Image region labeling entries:

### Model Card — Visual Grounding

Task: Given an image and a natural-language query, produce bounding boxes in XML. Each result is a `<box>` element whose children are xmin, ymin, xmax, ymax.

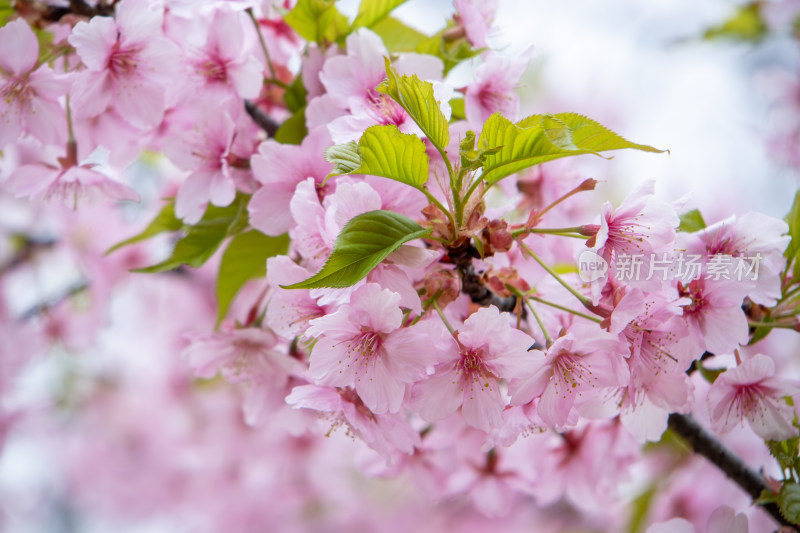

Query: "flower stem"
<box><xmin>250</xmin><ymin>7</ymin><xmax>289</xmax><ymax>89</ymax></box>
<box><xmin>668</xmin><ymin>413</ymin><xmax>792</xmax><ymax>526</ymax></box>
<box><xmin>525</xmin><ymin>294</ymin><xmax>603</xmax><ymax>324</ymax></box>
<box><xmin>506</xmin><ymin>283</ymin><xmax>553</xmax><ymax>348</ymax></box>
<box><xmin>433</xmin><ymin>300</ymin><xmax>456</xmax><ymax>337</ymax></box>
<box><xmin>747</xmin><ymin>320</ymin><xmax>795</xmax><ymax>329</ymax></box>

EXERCISE -
How many lines in the rows above contain the string "ymin"? Give only the number.

OUTPUT -
7